### THE TASK
In the records below, one line contains "Exercise. Point out the electrical". Print that line and every line after it exactly, down to the final one.

== == ==

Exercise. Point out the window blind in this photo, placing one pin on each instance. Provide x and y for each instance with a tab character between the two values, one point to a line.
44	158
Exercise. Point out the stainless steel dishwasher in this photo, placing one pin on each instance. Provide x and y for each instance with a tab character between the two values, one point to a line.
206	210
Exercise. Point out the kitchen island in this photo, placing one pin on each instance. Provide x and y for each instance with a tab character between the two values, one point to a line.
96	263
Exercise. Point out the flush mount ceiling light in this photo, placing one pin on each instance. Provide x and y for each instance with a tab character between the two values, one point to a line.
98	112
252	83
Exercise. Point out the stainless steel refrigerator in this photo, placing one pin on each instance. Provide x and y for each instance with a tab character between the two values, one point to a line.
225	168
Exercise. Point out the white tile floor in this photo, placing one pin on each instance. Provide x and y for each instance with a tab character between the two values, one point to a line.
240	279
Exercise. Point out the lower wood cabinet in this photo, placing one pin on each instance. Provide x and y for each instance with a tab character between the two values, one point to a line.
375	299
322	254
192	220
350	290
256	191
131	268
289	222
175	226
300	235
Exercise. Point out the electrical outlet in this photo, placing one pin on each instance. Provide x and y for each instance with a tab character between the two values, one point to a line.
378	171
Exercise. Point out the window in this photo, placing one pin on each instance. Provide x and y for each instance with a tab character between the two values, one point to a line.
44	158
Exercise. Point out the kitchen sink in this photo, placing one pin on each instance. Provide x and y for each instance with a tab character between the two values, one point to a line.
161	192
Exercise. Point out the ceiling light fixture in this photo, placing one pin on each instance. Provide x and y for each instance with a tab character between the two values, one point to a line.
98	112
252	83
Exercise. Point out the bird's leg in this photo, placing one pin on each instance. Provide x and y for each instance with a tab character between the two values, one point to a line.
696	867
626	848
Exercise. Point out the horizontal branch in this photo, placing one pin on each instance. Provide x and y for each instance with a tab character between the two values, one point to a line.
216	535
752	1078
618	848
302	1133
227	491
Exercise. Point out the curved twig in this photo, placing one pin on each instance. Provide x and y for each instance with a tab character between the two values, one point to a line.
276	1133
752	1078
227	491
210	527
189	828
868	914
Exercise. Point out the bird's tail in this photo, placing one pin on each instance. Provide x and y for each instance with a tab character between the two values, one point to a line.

== == ==

### EXERCISE RESPONSE
Exercise. Point out the electrical outlet in this photo, placing one pin on each instance. Provide x and y for each instance with a tab character between the two values, one point to a line.
378	171
Exercise. Point out the window in this photo, placing one pin on each instance. Provide x and y for each instance with a tab character between the two values, one point to a line.
44	158
Exercise. Point out the kitchen sink in this photo, placing one pin on each instance. Provide x and y for each instance with a tab character between the two values, one point to a line.
161	192
Exercise. Point out the ceiling light fixture in this photo, placing one pin on each instance. Provide x and y for each instance with a tab character between the two values, one point to a line.
98	112
252	83
Exercise. Point out the bird's leg in this photo, placing one pin on each instance. Provide x and y for each instance with a tab character between the two values, one point to a line.
696	867
626	848
Exercise. Point out the horizontal branch in this photo, placing one pin on each instance. Provide x and y for each instance with a tab character between the two values, one point to a line.
216	535
752	1078
618	848
302	1133
227	491
Exercise. Point out the curved twig in this photo, placing one pin on each instance. Provide x and y for each instance with a tab character between the two values, one point to a line.
276	1133
752	1078
227	491
210	527
189	828
868	914
Exercise. Point out the bird's tail in this photo, placing one pin on each instance. Provide x and y for each instance with a tab character between the two values, one point to a line.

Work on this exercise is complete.